CONSIGNE A:
Répondez aux questions suivantes à partir du texte sur les quatre jeunes de Yeumbeul-Sud.
(i) Quel âge avait Cheikh Tidiane Seck ?
(ii) Dans quel quartier sont établies les familles des disparus ?
(iii) De qui Birane Wade est-il le frère ?

Choc - Au lendemain de la mort de quatre jeunes ressortissants de Yeumbeul-Sud, qui ont péri dans les eaux de la Méditerranée, le quartier de Thieurigne (Yeumbeul Sud) où sont établies leurs familles respectives, est plongé dans la consternation. Sur les visages endeuillés se lisent le choc, la tristesse et la colère. Hier lundi, les funérailles se sont encore prolongées dans les trois maisons prises d'assaut par les parents et les proches venus compatir à la douleur. Dans l'une de ces maisons, chez les Seck, les parents sont sans voix. C'est l'aîné qui reçoit et qui porte la voix de la famille : «Ils sont si jeunes», s'est plaint Ibrahima Seck, frère de Cheikh Tidiane Seck, 28 ans, l'un des disparus. Pourtant, que n'a pas fait Ibrahima pour dissuader son jeune frère. Les quatre garçons étaient décidés à partir, convaincus que le Royaume Chérifien ne serait qu'une étape pour rejoindre l'Europe, faire fortune là-bas et revenir pour améliorer le quotidien de leurs parents. «Tous n'avaient qu'une idée : partir, trouver de l'argent et revenir pour offrir à leurs parents des conditions de vie décentes», affirme Birane Wade. La voix cassée, il est le frère de Bassirou Wade, l'autre jeune qui a péri dans le chavirement de l'embarcation.

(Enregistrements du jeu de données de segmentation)

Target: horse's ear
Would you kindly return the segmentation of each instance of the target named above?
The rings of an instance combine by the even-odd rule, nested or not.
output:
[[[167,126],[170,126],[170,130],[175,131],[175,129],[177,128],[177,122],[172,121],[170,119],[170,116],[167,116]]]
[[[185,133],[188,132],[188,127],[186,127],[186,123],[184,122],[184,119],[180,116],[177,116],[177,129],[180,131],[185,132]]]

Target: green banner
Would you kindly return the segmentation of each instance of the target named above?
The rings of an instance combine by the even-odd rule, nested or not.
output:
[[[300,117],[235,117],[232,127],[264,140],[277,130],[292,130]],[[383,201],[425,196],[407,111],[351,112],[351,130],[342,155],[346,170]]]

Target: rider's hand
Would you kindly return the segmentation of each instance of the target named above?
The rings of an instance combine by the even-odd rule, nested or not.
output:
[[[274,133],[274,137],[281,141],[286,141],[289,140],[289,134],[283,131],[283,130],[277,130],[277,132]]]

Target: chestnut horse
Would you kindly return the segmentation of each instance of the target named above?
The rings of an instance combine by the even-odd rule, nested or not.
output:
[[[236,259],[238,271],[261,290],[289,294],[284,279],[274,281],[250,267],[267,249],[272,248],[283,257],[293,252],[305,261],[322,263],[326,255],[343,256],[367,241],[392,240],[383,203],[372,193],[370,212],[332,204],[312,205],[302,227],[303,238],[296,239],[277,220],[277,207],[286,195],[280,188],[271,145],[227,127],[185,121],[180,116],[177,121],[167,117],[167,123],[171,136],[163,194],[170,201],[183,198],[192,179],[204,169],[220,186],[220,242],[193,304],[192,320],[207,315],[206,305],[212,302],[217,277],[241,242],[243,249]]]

CONSIGNE B:
Reproduisez à l'identique les lignes des entrées, en commençant à la ligne qui contient "Target: green banner" et en terminant à la dernière ligne des entrées.

RÉPONSE A:
(i) 28 ans.
(ii) Le quartier de Thieurigne, à Yeumbeul Sud.
(iii) De Bassirou Wade.

RÉPONSE B:
Target: green banner
Would you kindly return the segmentation of each instance of the target named above?
The rings of an instance combine by the even-odd rule, nested or not.
output:
[[[300,117],[235,117],[232,127],[264,140],[277,130],[292,130]],[[383,201],[425,196],[407,111],[351,112],[351,130],[342,155],[346,170]]]

Target: rider's hand
Would you kindly return the segmentation of each instance of the target named above?
The rings of an instance combine by the even-odd rule, nested or not.
output:
[[[274,133],[274,137],[281,141],[286,141],[289,140],[289,134],[283,131],[283,130],[277,130],[277,132]]]

Target: chestnut horse
Would you kindly return the segmentation of each instance of the target named above?
The rings of an instance combine by the even-odd rule, nested or not.
output:
[[[236,259],[238,271],[261,290],[289,294],[284,279],[274,281],[250,267],[267,249],[272,248],[283,257],[293,252],[305,261],[322,263],[326,255],[343,256],[367,241],[392,240],[383,203],[372,193],[370,212],[332,204],[312,205],[302,227],[303,238],[296,239],[277,220],[277,207],[286,195],[280,188],[271,145],[227,127],[185,121],[180,116],[177,121],[167,117],[167,123],[171,136],[163,194],[170,201],[183,198],[192,179],[204,169],[220,186],[220,242],[193,304],[192,320],[207,315],[206,305],[212,302],[217,277],[241,242],[243,249]]]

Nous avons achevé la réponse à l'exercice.